=== TEXTAUSZUG ===
Während ich viele Dokumente zu meiner und meiner Schwester Person besitze, kann ich über die Art und Weise, wie mein älterer Bruder Harry diese Zeit überstanden hat, wenig sagen. Er hat sich in ein nicht zu durchbrechendes Schweigen gehülltund dieses bis zu seinem Ableben durchgehalten. Rebecca und ich wurden jedenfalls zu „versteckten Kindern“: Unter falschen Namen – Pierre und Annie Legros – waren wir vom 11. Dezember 1942 bis 1. Jänner 1945 bei Monsieur Yves untergebracht und versteckt. Anschließend kamen wir in ein Waisenheim.

Aus jenen Kindertagen habe ich nur wenige Erinnerungen, vergleichbar mit Puzzleteilen, die ich nicht zusammensetzen kann, weil sie niemand für mich zusammengesetzt hat. Eine dieser seltenen Erinnerungen berührt eine Autofahrt, bei der ich vom Fahrer angehalten wurde, mich schnell klein zu machen, mich zu ducken, um von einer deutschen Patrouille, die der Fahrer wahrgenommen hatte, nicht gesehen zu werden. Oder an einen Spitalsbesuch einer alten Dame (wer war sie?), bei dem viele Familienmitglieder anwesend waren. Präziser ist die Erinnerung an eine Warnung vor einem Bombenangriff und das weite Öffnen aller Türen und Fenster. Deutlich auch ist die Erinnerung an einen sonnigen Septembertag, an dem sehr viele Menschen auf den Straßen waren und ihre Freude, ihre Begeisterung, ihre Erleichterung richtiggehend hinausschrien. Es wurden Fahnen geschwenkt, Zeitungen angeboten, die in riesigen Lettern den Sieg verkündeten und den Verkäufern geradezu aus den Händen gerissen wurden. Es war in der Tat der Tag der Befreiung.

=== AUFGABEN ===
[1] Übertragen Sie folgenden Satz aus dem Textauszug über die Kindheit im Versteck ins Englische: „Präziser ist die Erinnerung an eine Warnung vor einem Bombenangriff und das weite Öffnen aller Türen und Fenster.“
[2] Schreiben Sie den Textauszug über die Kindheitserinnerungen im Versteck im Anschluss an seinen letzten Satz weiter.

=== DATENSÄTZE ===

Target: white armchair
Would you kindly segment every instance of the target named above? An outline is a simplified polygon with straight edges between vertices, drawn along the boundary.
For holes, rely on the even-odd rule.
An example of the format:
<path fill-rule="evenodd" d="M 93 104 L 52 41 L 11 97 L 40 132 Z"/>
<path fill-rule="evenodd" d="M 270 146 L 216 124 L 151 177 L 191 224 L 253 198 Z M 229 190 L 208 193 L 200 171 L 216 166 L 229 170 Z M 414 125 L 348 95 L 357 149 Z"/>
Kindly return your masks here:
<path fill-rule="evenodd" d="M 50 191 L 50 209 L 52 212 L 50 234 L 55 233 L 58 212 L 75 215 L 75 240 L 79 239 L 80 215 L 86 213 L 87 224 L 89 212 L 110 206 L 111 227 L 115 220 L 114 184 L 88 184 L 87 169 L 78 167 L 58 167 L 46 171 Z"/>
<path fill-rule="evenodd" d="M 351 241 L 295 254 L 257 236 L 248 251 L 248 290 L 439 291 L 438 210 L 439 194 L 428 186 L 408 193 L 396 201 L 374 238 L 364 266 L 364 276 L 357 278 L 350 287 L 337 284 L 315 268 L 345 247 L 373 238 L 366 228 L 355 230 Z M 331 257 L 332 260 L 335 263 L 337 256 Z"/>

=== ERWARTETE ERGEBNISSE ===
[1] More precise is the memory of a warning of a bombing raid and of all the doors and windows being opened wide.

[2]
Auch wenn ich nur wenige Erinnerungen an die bei Monsieur Yves verbrachte Zeit habe, so habe ich zumindest keine schlechten. Jedenfalls bedauere ich zutiefst, dass ich infolge der Übersiedlung nach Österreich keinen Kontakt mit ihm aufrechterhalten und ihn oder seine Kinder (hatte er welche?) während meiner späteren Besuche in Belgien nicht aufgesucht habe.

Meine Schwester und ich verließen die Familie Yves nach über zwei Jahren offiziell am 1. Jänner 1945 (für Belgien warder Krieg im Winter 1944/45 vorbei) und kamen in das Waisenheim Hôme des enfants israélites in Uccle, Rue Victor Allard 173. Unser Aufenthalt in diesem Heim, das sicherlich großes Ansehen genoss, was schon der Besuch der belgischen Königin dokumentiert, endete am 9. Oktober 1946, als wir an diesem Tag den Eheleuten Loewe anvertraut wurden. Alle diese Daten sind fremdenpolizeilich registriert. In der Retrospektive erscheint mir die im Heim verbrachte Zeit als eine ruhige, unbeschwerte, liebevoll umsorgte Phase, weil das Heim die Atmosphäre eines echten Zuhauses vermittelte. Auch hier war mit unserer Ausreise jeder Kontakt definitiv abgebrochen. Sowohl die Unterbringung als „versteckte Kinder“ bei Familie Yves wie auch die unmittelbar darauffolgende Aufnahme in ein Waisenheim zeigen deutlich, in welchem Ausmaß sich die belgischen Behörden und Organisationen um das Wohl der überlebenden jüdischen Kinder gesorgt haben.

In guter Erinnerung bleibt der Besuch der belgischen Königin Elisabeth im Frühjahr 1946 im Kinderheim, bei dem Siegfried ein Gedicht vortragen und Rebecca einen Blumenstrauß überreichen durfte. Das Heim in einem Vorort von Brüssel war ein gutes Haus. Die Kinder wurden sehr gut behandelt, der große Schlafsaal, die Ausflüge ans Meer, das Lachen der Kinder und die Leiterin, Tante Bronia („eine Seele von einer Frau“), sind Siegfried noch Jahrzehnte später in bester Erinnerung. Fotos aus diesen Tagen zeigen die Kinder glücklich am Strand der belgischen Küste. Eines der Bilder dokumentiert Siegfried, wie er mit einem Pferdewagen, ein Geschenk der Königin Elisabeth, spielend am Boden sitzt, rundum Kinder, die dem Buben begehrliche Blicke zuwerfen.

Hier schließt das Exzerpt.